*THE EXERCISE*. Collect every line of the material below that contains the string "background", and copy each such line in full.

## BEGIN DATA SECTION

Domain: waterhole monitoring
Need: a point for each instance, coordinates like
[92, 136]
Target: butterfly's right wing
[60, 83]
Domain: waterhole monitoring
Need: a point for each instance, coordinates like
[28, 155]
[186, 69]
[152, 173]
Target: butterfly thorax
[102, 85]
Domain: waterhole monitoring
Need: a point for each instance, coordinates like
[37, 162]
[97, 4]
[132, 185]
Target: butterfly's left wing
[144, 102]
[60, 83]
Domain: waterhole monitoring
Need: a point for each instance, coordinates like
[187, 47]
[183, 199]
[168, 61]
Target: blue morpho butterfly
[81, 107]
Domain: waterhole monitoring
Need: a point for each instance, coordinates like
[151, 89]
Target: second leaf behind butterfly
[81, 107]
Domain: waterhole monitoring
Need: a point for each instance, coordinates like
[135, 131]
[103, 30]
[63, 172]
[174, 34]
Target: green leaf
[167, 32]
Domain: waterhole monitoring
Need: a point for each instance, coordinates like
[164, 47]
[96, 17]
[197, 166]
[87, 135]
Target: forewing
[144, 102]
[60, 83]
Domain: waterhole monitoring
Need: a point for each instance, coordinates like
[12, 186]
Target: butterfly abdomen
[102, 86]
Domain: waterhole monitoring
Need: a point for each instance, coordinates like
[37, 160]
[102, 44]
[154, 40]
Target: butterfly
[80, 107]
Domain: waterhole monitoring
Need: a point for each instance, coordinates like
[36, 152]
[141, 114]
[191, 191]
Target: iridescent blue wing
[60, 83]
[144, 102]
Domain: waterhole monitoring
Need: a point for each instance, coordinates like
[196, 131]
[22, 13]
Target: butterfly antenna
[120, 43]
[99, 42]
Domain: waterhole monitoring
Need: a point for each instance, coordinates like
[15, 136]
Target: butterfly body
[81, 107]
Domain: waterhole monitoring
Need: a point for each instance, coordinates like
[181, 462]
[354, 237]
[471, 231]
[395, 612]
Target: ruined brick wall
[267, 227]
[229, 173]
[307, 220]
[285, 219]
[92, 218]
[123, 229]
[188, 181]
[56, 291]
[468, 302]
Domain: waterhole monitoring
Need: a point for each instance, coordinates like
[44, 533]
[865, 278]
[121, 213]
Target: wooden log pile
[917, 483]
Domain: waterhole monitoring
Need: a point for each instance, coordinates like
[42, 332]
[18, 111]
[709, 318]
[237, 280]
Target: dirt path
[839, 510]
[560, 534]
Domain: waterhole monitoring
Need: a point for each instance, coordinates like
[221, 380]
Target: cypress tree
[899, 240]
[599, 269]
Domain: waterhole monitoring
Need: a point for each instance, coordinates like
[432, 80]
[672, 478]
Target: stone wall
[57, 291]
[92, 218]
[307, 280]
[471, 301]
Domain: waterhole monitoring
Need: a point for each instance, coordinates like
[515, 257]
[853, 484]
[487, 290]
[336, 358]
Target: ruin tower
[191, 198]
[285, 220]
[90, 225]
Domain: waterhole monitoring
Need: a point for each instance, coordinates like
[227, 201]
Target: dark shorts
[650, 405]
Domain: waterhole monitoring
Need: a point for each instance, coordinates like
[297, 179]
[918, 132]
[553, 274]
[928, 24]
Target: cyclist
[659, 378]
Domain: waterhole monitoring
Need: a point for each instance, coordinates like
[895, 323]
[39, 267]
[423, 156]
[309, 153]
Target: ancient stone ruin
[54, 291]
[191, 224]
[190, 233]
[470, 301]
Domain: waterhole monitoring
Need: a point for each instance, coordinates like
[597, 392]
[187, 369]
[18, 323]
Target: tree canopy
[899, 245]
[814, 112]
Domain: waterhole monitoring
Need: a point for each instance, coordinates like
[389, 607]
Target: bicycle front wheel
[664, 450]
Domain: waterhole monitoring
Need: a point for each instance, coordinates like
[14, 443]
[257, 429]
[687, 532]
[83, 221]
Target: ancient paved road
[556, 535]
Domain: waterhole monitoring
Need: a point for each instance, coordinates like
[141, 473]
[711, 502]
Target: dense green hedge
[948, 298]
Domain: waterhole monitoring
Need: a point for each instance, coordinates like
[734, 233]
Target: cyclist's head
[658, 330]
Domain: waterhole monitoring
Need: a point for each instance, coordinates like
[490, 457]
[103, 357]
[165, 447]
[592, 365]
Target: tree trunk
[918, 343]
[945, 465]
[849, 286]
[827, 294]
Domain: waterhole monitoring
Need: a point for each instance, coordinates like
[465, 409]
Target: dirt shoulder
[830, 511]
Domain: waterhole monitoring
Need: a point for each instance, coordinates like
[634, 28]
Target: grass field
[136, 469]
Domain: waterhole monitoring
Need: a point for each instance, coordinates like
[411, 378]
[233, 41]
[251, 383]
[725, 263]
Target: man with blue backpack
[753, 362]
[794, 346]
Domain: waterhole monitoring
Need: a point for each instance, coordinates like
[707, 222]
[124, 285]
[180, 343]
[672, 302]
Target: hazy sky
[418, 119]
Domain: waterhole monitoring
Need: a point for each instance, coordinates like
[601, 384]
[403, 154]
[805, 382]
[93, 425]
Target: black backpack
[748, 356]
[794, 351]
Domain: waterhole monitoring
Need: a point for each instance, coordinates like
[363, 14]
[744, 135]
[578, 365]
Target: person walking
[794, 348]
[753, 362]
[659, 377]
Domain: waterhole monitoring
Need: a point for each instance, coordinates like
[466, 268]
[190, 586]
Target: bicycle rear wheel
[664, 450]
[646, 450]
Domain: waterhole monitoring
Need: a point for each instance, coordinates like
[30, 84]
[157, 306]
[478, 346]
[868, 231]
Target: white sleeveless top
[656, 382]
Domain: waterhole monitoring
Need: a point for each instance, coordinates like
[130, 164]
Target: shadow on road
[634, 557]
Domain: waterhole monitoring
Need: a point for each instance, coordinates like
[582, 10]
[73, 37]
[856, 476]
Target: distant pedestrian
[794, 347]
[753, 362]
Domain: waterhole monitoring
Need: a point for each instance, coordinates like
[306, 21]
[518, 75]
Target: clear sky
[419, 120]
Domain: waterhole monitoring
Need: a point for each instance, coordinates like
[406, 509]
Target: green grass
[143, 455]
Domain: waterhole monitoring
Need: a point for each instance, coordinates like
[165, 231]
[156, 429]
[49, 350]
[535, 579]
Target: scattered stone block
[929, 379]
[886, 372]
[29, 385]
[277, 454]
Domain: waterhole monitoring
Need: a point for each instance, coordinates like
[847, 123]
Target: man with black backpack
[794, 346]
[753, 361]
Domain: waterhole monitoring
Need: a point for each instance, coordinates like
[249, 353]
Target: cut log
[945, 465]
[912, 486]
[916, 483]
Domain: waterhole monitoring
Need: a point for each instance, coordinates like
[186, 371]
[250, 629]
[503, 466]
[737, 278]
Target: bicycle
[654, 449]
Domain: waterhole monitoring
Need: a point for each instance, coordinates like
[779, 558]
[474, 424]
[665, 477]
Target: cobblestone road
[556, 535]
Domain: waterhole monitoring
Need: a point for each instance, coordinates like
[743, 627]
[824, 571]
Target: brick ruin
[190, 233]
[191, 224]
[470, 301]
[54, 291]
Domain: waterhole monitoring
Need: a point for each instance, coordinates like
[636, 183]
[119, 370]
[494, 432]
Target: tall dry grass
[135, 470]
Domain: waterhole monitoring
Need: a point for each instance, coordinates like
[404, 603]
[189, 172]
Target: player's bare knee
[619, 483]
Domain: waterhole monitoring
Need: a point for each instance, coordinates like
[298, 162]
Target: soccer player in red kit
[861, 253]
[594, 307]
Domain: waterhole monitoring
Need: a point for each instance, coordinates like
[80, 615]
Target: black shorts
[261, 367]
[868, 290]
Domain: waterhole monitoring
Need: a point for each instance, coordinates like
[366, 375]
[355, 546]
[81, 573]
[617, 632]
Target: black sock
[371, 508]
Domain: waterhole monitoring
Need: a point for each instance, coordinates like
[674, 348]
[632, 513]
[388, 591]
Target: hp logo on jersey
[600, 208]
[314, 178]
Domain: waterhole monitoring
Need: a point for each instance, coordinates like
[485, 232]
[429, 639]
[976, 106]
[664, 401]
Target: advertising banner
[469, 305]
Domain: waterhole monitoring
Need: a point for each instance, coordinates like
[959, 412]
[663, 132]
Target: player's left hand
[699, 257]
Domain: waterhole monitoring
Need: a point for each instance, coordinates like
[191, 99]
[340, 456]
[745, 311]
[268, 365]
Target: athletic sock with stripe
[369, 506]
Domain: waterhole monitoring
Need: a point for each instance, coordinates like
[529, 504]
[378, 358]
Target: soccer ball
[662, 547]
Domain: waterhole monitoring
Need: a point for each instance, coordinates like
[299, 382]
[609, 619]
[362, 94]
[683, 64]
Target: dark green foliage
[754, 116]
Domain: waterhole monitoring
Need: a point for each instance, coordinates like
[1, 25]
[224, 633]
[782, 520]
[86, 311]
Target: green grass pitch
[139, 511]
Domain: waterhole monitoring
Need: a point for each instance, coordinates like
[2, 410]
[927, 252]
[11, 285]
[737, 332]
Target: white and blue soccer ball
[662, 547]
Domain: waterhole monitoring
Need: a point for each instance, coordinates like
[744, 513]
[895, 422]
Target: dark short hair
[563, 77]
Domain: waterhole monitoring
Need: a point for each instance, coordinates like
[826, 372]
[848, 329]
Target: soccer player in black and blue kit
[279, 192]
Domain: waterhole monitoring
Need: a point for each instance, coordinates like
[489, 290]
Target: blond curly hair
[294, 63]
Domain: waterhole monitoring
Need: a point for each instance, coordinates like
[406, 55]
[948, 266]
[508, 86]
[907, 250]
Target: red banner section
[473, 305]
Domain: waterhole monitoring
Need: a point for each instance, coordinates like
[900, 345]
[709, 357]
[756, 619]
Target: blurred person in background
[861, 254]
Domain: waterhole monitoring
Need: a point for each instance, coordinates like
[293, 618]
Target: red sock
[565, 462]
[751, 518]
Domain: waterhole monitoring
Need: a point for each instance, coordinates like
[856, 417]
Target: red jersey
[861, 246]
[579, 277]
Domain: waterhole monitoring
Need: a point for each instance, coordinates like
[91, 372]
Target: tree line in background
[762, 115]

## END DATA SECTION

*RESPONSE*.
Target: blurred person in background
Target: tree line in background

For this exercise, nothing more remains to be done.